### Lavoro richiesto
Nel racconto sul capitano Pratelli, quali piloti vengono scelti alla fine?

### Pagina
────────────────────
Dopo D’Agostinis arriva un nuovo comandante, il capitano Pratelli che vuole vedere i suoi piloti come “volano” e li invita a montare su un CR32 senza munizioni ed esibirsi. I piloti fanno a gara per partire per primi e far vedere quanto sono bravi.
Io dico a Ferrulli  “ … stai buono, aspetta che si consumi la benzina e che l’aereo diventi leggero …”. Ferrulli va in volo per penultimo ed io per ultimo.
Quando tocca a me, decollo, vado verso il mare, viro basso, basso, torno sul campo e faccio venti, dico venti, tonneau senza interruzione, uno dietro l’altro. Ovviamente i tonneau dovevano essere per forza perfettamente orizzontali altrimenti avrei toccato per terra. Ero talmente basso che all’ultimo tonneau mi trovai davanti un mulino a vento e lo evitai di un soffio. Alla fine i due piloti scelti da Pratelli saranno Ferrulli e Biffani!. Sono gli unici piloti provenienti da Gorizia!. Le differenze con i piloti provenienti da altri aeroporti, Rimini, Torino, ecc. sono enormi.
────────────────────
### Voci di dati
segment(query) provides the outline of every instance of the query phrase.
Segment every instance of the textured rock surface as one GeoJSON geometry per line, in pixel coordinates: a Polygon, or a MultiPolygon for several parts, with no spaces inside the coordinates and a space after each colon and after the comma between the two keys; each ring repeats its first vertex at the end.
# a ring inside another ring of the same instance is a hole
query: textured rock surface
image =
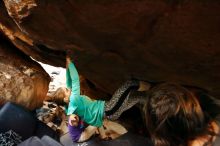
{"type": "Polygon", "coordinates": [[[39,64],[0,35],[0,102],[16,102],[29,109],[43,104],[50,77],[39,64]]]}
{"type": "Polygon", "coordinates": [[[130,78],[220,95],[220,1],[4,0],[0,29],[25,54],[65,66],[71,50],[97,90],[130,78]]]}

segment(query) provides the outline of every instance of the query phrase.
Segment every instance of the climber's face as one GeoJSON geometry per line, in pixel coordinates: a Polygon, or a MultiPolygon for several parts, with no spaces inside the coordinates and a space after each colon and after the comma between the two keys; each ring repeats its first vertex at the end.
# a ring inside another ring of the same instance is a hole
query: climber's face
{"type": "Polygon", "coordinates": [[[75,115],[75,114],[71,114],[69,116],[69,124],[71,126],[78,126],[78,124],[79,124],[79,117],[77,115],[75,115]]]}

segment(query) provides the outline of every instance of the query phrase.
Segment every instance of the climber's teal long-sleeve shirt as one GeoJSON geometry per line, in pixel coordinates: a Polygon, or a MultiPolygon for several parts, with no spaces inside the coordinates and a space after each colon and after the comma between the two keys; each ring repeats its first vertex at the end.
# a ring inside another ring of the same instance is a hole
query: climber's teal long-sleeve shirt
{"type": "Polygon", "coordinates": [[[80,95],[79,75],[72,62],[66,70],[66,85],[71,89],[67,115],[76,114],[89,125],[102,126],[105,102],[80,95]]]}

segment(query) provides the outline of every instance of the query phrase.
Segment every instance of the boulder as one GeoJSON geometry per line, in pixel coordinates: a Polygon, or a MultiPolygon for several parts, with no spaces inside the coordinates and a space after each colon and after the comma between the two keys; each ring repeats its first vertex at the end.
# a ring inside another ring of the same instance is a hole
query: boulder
────────────────────
### Risposta al problema
Ferrulli e Biffani.